Task: Lines with the string "trim" must each be copied from the listing.

Exercise materials:
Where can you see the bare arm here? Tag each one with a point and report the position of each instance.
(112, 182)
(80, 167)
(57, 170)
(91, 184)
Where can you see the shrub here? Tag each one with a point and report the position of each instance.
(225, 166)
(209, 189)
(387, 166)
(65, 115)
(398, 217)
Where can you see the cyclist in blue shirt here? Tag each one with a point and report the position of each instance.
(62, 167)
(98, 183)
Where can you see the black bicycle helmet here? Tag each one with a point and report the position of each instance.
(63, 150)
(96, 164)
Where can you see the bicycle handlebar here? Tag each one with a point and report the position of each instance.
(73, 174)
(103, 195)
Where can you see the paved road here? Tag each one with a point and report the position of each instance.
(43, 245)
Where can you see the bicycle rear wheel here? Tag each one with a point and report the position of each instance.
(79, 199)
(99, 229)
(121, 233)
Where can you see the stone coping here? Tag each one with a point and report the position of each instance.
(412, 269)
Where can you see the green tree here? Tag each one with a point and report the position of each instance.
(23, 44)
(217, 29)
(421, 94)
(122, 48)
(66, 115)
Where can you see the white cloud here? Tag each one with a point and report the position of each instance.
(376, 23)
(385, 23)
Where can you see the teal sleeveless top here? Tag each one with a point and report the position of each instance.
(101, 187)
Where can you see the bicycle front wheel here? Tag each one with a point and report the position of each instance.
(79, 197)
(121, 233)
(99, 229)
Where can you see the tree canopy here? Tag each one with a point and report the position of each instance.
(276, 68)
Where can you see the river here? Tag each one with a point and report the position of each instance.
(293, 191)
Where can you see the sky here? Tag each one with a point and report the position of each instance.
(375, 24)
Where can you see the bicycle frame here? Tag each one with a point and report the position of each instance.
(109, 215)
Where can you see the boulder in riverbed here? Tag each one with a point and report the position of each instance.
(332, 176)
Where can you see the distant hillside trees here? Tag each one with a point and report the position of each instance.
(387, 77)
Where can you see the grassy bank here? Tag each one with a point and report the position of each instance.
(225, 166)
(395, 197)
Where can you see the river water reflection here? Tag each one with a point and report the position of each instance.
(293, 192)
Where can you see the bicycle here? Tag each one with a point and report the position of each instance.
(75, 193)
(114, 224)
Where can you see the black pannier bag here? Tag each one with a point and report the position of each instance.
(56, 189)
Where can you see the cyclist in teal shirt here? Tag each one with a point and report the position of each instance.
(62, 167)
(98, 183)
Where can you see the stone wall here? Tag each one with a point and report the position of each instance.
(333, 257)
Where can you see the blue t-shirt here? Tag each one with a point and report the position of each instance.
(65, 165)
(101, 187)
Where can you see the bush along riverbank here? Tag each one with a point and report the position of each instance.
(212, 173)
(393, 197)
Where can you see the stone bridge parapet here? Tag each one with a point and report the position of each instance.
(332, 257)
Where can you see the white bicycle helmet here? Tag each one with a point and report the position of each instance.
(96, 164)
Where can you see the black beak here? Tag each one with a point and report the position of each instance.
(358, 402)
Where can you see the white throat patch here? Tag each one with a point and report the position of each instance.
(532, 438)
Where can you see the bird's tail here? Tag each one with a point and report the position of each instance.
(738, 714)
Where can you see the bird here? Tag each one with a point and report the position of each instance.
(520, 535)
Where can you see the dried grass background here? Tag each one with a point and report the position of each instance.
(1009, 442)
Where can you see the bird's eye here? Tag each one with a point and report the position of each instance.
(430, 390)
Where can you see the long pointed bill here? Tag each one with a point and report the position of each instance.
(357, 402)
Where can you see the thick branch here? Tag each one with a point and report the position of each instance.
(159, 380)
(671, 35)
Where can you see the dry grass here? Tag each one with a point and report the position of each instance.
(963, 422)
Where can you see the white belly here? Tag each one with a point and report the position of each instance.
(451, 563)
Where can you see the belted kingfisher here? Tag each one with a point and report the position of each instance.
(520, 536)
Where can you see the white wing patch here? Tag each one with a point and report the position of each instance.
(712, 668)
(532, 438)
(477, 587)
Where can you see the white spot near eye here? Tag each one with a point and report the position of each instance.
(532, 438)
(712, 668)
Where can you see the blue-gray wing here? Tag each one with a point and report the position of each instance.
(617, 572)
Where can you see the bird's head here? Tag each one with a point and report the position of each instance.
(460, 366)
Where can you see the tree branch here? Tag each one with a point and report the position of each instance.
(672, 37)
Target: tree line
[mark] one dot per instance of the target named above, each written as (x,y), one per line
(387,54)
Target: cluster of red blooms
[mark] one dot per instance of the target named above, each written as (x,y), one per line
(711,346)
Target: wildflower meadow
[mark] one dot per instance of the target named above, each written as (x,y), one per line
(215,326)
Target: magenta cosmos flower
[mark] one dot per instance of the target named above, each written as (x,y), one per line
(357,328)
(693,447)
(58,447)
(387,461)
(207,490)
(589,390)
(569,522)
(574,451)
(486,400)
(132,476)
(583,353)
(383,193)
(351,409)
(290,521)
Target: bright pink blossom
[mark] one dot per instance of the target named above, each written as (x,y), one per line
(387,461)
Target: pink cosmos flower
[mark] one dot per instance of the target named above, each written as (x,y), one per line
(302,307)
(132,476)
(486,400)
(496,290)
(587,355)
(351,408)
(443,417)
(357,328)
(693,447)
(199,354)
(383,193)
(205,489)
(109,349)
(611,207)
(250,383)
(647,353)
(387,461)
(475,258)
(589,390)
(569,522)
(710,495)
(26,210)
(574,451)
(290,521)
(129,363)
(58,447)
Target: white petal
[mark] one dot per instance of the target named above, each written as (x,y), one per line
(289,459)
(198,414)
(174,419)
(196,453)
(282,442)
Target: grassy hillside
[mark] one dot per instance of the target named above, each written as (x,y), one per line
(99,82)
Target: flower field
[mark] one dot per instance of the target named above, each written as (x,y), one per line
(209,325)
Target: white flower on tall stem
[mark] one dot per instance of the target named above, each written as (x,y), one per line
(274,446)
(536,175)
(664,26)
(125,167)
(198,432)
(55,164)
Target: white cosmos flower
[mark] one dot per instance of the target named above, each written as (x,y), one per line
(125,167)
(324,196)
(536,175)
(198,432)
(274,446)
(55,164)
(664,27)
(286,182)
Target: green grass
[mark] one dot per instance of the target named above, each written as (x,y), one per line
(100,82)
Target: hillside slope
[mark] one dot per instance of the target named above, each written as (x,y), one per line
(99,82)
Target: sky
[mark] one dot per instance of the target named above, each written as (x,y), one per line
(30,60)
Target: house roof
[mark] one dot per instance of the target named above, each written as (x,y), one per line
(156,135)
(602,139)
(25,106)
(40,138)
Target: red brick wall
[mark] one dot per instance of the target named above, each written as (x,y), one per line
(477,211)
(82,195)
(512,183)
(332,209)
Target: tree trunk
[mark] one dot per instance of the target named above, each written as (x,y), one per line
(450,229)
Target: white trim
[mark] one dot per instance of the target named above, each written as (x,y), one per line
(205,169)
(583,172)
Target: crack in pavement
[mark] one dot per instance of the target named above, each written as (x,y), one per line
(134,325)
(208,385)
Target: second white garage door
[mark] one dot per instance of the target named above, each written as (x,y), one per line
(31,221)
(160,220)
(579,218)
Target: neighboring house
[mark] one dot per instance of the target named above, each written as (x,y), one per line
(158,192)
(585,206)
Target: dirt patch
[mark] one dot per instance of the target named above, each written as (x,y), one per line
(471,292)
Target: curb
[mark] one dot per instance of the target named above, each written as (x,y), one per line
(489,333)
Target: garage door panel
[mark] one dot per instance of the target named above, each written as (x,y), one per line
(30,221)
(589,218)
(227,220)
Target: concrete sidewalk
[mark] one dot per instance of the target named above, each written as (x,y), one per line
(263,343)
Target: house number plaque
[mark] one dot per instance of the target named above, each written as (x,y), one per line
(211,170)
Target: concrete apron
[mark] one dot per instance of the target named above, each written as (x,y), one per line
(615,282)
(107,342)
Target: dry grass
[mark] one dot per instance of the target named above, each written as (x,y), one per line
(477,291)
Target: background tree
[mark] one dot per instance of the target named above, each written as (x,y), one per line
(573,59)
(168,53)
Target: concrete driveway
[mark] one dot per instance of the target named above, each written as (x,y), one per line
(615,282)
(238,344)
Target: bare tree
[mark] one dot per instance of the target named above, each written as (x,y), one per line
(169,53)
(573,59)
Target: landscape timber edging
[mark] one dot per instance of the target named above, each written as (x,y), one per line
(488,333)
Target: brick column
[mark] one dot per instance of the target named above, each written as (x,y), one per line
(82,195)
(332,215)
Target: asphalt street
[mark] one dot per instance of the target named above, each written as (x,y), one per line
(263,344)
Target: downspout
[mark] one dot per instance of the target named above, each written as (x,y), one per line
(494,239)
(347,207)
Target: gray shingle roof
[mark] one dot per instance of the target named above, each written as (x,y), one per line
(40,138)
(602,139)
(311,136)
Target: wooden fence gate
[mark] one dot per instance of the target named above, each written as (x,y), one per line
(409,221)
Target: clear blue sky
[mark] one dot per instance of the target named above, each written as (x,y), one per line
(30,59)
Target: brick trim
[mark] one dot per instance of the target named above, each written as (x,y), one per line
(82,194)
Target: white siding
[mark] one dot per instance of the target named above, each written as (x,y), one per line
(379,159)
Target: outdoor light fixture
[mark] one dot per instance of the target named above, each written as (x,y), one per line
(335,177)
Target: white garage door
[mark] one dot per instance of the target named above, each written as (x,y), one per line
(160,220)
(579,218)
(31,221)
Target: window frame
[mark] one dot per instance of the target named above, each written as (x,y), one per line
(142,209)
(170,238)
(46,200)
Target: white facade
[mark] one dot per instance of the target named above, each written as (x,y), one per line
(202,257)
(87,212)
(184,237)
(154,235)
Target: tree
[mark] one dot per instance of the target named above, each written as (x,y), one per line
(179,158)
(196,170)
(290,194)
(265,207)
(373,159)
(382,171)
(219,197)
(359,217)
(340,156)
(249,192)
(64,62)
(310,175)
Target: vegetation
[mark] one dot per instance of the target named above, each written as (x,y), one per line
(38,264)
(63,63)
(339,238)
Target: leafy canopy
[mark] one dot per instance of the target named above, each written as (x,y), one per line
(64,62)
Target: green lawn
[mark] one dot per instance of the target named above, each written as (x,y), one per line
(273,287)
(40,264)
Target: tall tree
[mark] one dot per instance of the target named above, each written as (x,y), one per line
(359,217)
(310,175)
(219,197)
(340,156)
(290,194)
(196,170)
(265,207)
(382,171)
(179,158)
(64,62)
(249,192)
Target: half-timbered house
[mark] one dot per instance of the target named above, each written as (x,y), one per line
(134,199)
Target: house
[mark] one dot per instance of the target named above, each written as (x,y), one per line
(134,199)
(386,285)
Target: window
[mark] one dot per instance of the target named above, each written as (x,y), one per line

Written reply:
Target: white trim
Target: brick trim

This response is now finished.